Epicauta hirticornis is a beetle species from the family of oil beetles (Meloidae). The species was first scientifically described in 1880 by Haag-Rutenberg.

==Description==
Epicauta hirticornis beetles have slender bodies with black elytra, red heads, and black-and-white striped abdomens. Their heads are distinctly separated from the prothorax, and the tip of their abdomens are visible beyond the tip of their elytra. They are gregarious and typically found in groups.

==Mating and reproduction==
Before mating, pairs of Epicauta hirticornis display unique courtship behavior. When the male mounts a female, he will entwine either his left or right antenna with the female's own, forming a double-helix shape. Once entwined, the antennae then vibrate, typically for between 30-60 seconds. Females occasionally avoid mating by pressing their antennae against the surfaces of their host plant or by otherwise hiding their antennae.

Entries shown:
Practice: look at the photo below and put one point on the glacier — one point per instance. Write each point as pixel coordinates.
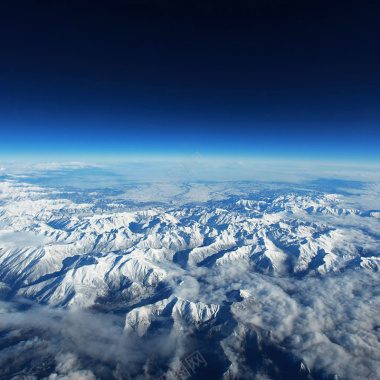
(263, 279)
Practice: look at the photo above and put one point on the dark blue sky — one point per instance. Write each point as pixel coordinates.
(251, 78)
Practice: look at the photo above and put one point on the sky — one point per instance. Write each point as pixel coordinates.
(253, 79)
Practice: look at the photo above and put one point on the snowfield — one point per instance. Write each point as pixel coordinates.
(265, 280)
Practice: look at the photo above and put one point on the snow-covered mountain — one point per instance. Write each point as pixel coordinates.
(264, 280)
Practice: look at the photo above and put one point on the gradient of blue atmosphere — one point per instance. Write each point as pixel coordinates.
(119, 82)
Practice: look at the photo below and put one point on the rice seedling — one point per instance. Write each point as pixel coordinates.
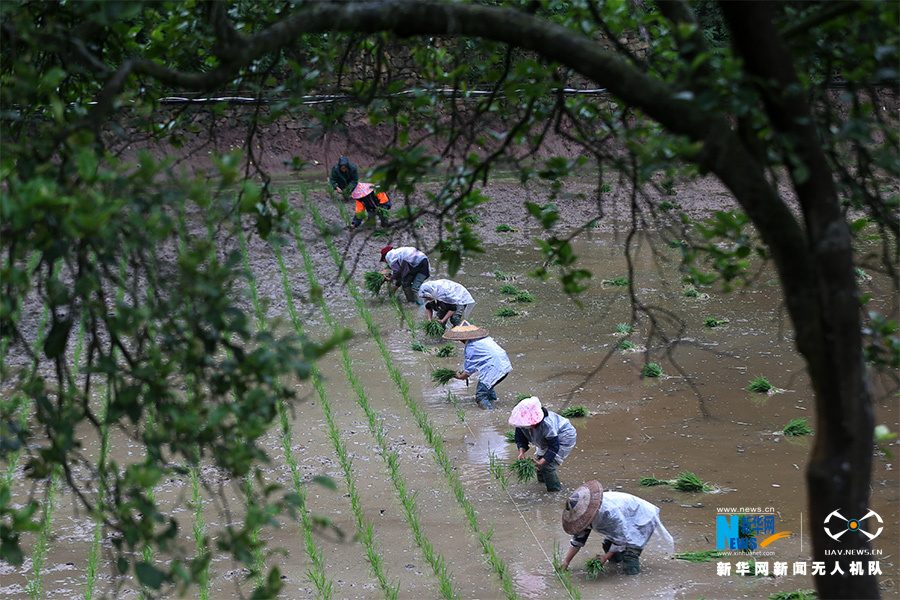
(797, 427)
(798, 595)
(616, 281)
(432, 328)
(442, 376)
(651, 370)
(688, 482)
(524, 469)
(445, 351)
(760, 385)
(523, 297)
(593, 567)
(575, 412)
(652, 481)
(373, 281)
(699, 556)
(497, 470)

Instructions:
a. Reproduce the text of the Epicauta hirticornis article word for word, starting with "Epicauta hirticornis is" and going on through "1880 by Haag-Rutenberg.".
b. Using the Epicauta hirticornis article, answer these:
(i) Who first scientifically described the species, and in what year?
(ii) What color are the beetles' elytra?
(iii) For how long do the entwined antennae typically vibrate?
c. Extend the Epicauta hirticornis article, picking up after its final sentence.

Written responses:
a.
Epicauta hirticornis is a beetle species from the family of oil beetles (Meloidae). The species was first scientifically described in 1880 by Haag-Rutenberg.

b.
(i) Haag-Rutenberg, in 1880
(ii) Black
(iii) Between 30 and 60 seconds

c.
Gravid females lay their elongated yellow eggs in clusters of 100–200 in holes they make in the soil. Once the larvae hatch, they burrow through the soil until they find a grasshopper egg mass to feed upon. Over the next 3-4 weeks, the larvae will molt four times, and develop through a series of highly morphologically distinct instars.

==Interactions with humans==
Like other species of burning blister beetles, Epicauta hirticornis produces a compound known as cantharidin. As a powerful vesicant, cantharidin produces intense irritation of the skin and when ingested, can irritate the mucus membranes of the gastrointestinal tract and the urinary bladder and urethra. Signs of cantharidin poisoning in humans include vomiting, vomiting blood, abdominal pain, weakness, burning sensation in the mouth and pharynx, bloody urine, low urine volume, and mucosal erosion and hemorrhage in the upper gastrointestinal tract.

The cantharidin produced by Epicauta hirticornis has traditionally been used in the folk medicine practices of various regions, including as an anti-tumor agent by the Karbi people of India and as an aphrodisiac in traditional Chinese medicine. Research suggests that cantharidin may help to inhibit the energy and anabolic supply to cancer cells.